> Exercise
Reproduce, word for word, everything in the entries below from the line containing "of the green" down to the line containing "x=692, y=228", including both of those lines.
◇ ◇ ◇
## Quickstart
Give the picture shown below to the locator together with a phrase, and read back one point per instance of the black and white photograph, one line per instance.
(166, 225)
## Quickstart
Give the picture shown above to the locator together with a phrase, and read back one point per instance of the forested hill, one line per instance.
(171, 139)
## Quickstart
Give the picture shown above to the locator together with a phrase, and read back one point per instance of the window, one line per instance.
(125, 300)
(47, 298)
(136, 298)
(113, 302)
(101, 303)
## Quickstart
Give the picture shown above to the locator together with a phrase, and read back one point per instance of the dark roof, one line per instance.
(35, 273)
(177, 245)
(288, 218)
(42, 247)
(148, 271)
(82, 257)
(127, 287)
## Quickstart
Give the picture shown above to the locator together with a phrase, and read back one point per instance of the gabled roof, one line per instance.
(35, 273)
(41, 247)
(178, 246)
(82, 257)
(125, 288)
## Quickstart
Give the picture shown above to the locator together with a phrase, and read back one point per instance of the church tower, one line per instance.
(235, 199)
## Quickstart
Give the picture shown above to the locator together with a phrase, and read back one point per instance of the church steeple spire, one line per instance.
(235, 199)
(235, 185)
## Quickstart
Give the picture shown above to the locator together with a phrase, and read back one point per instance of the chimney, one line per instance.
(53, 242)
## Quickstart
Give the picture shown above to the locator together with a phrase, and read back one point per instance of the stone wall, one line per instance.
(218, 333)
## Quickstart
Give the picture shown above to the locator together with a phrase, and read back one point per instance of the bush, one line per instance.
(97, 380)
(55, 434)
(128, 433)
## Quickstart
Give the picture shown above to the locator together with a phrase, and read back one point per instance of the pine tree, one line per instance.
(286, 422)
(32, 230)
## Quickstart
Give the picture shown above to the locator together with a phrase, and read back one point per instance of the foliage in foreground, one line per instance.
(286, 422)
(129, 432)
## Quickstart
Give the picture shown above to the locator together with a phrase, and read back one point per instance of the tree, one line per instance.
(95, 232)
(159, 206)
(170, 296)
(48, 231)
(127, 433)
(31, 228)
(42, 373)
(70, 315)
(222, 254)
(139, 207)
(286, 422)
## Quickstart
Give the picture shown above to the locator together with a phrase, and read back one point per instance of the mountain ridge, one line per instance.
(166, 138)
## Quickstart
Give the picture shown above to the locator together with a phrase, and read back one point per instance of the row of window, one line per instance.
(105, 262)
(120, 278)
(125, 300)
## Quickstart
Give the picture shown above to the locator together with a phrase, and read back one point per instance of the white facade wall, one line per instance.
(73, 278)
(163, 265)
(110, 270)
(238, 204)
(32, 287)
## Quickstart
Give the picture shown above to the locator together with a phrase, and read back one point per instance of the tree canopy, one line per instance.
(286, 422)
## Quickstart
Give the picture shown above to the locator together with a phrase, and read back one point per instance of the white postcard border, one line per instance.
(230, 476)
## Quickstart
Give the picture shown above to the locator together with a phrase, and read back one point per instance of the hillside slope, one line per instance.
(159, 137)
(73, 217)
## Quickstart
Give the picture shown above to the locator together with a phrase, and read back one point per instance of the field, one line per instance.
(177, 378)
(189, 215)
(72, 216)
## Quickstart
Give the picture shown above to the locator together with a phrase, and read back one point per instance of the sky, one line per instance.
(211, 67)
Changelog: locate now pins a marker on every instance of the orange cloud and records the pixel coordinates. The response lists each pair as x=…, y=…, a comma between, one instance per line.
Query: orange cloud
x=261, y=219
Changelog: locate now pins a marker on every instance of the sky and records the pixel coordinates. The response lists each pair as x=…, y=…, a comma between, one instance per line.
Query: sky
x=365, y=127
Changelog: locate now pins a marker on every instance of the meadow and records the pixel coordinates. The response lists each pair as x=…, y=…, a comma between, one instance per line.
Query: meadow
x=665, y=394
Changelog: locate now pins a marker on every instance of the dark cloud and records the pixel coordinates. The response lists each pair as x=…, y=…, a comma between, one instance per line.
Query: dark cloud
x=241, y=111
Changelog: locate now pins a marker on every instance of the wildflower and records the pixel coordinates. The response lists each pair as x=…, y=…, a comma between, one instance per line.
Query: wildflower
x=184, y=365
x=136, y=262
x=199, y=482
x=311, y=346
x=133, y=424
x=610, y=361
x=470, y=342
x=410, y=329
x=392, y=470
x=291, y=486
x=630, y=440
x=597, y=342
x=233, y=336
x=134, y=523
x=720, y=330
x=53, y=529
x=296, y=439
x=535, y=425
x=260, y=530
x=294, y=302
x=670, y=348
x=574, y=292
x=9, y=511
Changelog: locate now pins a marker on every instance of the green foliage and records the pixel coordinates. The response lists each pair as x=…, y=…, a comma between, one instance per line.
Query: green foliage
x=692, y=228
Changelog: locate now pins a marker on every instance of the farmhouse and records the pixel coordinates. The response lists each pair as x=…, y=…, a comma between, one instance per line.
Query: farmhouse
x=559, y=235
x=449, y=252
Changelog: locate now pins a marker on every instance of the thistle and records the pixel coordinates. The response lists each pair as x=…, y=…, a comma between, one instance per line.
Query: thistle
◇ ◇ ◇
> Result of the task
Changelog: locate now pins a marker on every instance of the green foliage and records the pixel coordinates. The response lists each pair as x=…, y=…, a comma between, one instance per line.
Query: green foliage
x=692, y=228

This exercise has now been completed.